- What you have to do -
When you copy the entries, keep every word exactly as it stands.

+++

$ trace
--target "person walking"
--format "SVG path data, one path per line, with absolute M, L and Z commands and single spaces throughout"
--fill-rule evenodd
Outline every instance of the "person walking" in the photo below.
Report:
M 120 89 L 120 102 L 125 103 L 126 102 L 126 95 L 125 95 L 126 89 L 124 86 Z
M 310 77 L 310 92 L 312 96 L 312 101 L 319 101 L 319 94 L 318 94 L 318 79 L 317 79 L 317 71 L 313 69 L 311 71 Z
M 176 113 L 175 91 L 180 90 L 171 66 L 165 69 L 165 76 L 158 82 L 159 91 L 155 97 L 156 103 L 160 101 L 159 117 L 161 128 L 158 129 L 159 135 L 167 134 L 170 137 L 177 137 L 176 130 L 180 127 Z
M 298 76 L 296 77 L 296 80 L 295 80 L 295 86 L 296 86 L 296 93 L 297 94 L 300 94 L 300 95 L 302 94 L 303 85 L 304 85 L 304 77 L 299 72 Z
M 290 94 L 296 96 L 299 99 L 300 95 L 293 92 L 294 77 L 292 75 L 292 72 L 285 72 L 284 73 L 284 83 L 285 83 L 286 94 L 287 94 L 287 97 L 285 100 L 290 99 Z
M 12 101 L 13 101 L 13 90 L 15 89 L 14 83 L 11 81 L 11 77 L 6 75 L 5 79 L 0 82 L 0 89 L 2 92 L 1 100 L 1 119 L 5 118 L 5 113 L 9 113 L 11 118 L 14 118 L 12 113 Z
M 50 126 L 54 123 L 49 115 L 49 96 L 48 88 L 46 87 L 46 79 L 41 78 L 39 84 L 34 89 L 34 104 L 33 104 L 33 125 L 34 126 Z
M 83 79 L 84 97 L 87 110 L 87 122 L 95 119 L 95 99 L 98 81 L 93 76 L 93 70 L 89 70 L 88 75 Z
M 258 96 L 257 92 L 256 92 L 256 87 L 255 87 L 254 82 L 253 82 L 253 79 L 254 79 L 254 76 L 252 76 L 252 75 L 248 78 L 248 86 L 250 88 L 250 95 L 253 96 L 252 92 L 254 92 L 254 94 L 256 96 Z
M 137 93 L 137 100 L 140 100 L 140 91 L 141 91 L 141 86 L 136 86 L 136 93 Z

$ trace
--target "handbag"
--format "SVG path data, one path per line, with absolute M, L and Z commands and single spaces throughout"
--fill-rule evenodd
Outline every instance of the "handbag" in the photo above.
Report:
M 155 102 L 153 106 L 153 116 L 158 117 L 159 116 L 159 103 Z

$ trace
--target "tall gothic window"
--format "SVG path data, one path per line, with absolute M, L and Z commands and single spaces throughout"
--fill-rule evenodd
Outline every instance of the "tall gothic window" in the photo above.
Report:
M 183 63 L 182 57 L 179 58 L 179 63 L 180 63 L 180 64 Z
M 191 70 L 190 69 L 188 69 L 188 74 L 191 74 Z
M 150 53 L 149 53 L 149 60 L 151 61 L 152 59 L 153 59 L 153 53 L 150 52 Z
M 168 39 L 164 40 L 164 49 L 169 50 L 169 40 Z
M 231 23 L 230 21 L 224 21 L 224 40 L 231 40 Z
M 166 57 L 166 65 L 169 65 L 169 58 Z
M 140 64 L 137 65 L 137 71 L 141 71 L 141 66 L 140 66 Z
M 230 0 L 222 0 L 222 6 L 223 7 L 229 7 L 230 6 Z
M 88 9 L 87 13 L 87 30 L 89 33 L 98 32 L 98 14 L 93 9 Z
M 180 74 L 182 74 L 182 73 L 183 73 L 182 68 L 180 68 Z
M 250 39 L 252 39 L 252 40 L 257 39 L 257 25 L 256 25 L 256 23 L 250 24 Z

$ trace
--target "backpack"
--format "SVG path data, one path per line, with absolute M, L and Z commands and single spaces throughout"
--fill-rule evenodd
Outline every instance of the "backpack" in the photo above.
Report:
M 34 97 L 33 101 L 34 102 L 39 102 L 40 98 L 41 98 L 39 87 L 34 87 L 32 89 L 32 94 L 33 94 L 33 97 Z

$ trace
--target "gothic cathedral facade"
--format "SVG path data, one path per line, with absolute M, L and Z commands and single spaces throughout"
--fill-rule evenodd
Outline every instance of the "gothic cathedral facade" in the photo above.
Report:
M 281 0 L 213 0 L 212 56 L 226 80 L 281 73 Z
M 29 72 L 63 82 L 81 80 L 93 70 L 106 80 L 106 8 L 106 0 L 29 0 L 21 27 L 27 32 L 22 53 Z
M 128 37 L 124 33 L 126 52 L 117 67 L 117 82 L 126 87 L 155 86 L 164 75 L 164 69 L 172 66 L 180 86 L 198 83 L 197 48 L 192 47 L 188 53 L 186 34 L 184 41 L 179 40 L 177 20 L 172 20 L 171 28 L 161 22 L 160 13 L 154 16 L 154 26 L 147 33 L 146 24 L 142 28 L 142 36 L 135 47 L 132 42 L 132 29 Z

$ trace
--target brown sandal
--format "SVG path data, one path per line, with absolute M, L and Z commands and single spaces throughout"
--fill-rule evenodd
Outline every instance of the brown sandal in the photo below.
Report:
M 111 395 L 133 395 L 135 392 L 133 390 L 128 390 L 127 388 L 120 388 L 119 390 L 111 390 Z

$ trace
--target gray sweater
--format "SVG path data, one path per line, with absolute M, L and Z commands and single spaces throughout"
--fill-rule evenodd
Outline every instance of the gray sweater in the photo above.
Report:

+++

- The answer -
$ trace
--target "person walking"
--format "SVG path data, one path per line, with absolute M, L and Z commands and single spaces throughout"
--fill-rule evenodd
Outline every instance of the "person walking" in the photo below.
Report:
M 120 89 L 120 102 L 125 103 L 126 102 L 126 95 L 125 95 L 126 89 L 124 86 Z
M 310 77 L 310 92 L 312 96 L 312 101 L 319 101 L 319 94 L 318 94 L 318 79 L 317 79 L 317 71 L 313 69 L 311 71 Z
M 176 113 L 175 91 L 180 90 L 171 66 L 165 69 L 165 76 L 158 82 L 159 91 L 155 97 L 156 103 L 160 101 L 159 117 L 161 128 L 158 129 L 159 135 L 167 134 L 170 137 L 177 137 L 176 130 L 180 127 Z
M 298 76 L 296 77 L 296 80 L 295 80 L 295 86 L 296 86 L 296 93 L 297 94 L 300 94 L 300 95 L 302 94 L 303 85 L 304 85 L 304 77 L 299 72 Z
M 290 94 L 296 96 L 299 99 L 300 95 L 293 92 L 294 77 L 292 75 L 292 72 L 285 72 L 284 73 L 284 83 L 285 83 L 286 94 L 287 94 L 287 97 L 285 100 L 290 99 Z
M 12 101 L 13 101 L 13 90 L 15 89 L 14 83 L 11 81 L 11 77 L 6 75 L 5 79 L 0 82 L 0 89 L 2 92 L 1 100 L 1 119 L 5 118 L 5 113 L 9 113 L 11 118 L 14 118 L 12 113 Z
M 50 126 L 54 123 L 49 115 L 49 96 L 48 88 L 46 87 L 46 79 L 41 78 L 39 84 L 34 89 L 34 104 L 33 104 L 33 125 L 34 126 Z
M 83 79 L 84 97 L 87 110 L 87 122 L 95 119 L 95 99 L 98 81 L 93 76 L 93 70 L 89 70 L 88 75 Z
M 258 96 L 257 92 L 256 92 L 256 87 L 255 87 L 254 82 L 253 82 L 253 79 L 254 79 L 254 76 L 252 76 L 252 75 L 248 78 L 248 86 L 250 88 L 250 95 L 253 96 L 252 92 L 254 92 L 254 94 L 256 96 Z
M 137 93 L 137 100 L 140 100 L 140 91 L 141 91 L 141 86 L 136 86 L 136 93 Z

$ trace
--target "handbag"
--format "SVG path data, one path per line, with absolute M, L and Z commands and single spaces throughout"
--fill-rule evenodd
Outline every instance of the "handbag" in the photo above.
Report:
M 155 102 L 153 106 L 153 116 L 158 117 L 159 116 L 159 103 Z

$ trace
--target "tall gothic window"
--format "SVG path data, one path per line, with absolute M, L and Z commands and single spaces throughout"
--fill-rule evenodd
Outline every instance of the "tall gothic window" in the photo above.
Report:
M 183 63 L 182 57 L 179 58 L 179 63 L 180 63 L 180 64 Z
M 191 70 L 190 69 L 188 69 L 188 74 L 191 74 Z
M 150 53 L 149 53 L 149 60 L 151 61 L 152 59 L 153 59 L 153 53 L 150 52 Z
M 168 39 L 164 40 L 164 49 L 169 50 L 169 40 Z
M 231 23 L 230 21 L 224 21 L 224 40 L 231 40 Z
M 166 57 L 166 65 L 169 65 L 169 58 Z
M 140 64 L 137 65 L 137 71 L 141 71 L 141 66 L 140 66 Z
M 230 0 L 222 0 L 222 6 L 223 7 L 229 7 L 230 6 Z
M 88 9 L 87 13 L 87 30 L 89 33 L 98 32 L 98 14 L 93 9 Z
M 180 74 L 182 74 L 182 73 L 183 73 L 182 68 L 180 68 Z
M 250 39 L 252 39 L 252 40 L 257 39 L 257 25 L 256 25 L 256 23 L 250 24 Z

$ trace
--target "backpack"
--format "SVG path data, one path per line, with absolute M, L and Z commands and single spaces throughout"
--fill-rule evenodd
Outline every instance of the "backpack" in the photo above.
Report:
M 34 97 L 33 101 L 34 102 L 39 102 L 40 98 L 41 98 L 39 87 L 34 87 L 32 89 L 32 94 L 33 94 L 33 97 Z

$ trace
--target "gothic cathedral facade"
--format "SVG path data, one path per line, with absolute M, L and Z commands and single spaces throughout"
--fill-rule evenodd
Outline every instance of the "gothic cathedral facade" in the photo above.
Report:
M 281 0 L 213 0 L 212 56 L 226 80 L 281 73 Z
M 29 72 L 63 82 L 81 80 L 93 70 L 106 80 L 106 8 L 106 0 L 29 0 L 21 27 L 27 32 L 22 53 Z
M 128 37 L 124 33 L 126 52 L 117 67 L 117 82 L 126 87 L 155 86 L 164 75 L 164 69 L 172 66 L 180 86 L 198 83 L 197 48 L 192 47 L 188 53 L 186 34 L 184 41 L 179 40 L 177 20 L 172 20 L 171 28 L 161 22 L 160 13 L 154 16 L 154 26 L 147 33 L 146 24 L 142 28 L 142 36 L 135 47 L 132 42 L 132 29 Z

$ trace
--target brown sandal
--format "SVG path data, one path per line, with absolute M, L and Z commands and single spaces throughout"
--fill-rule evenodd
Outline every instance of the brown sandal in the photo below.
Report:
M 111 395 L 133 395 L 135 392 L 133 390 L 128 390 L 127 388 L 120 388 L 119 390 L 111 390 Z

$ trace
--target gray sweater
--format "SVG path data, one path per line, with absolute M, L and Z commands and single spaces throughout"
--fill-rule evenodd
Outline every instance of the gray sweater in the photo above.
Report:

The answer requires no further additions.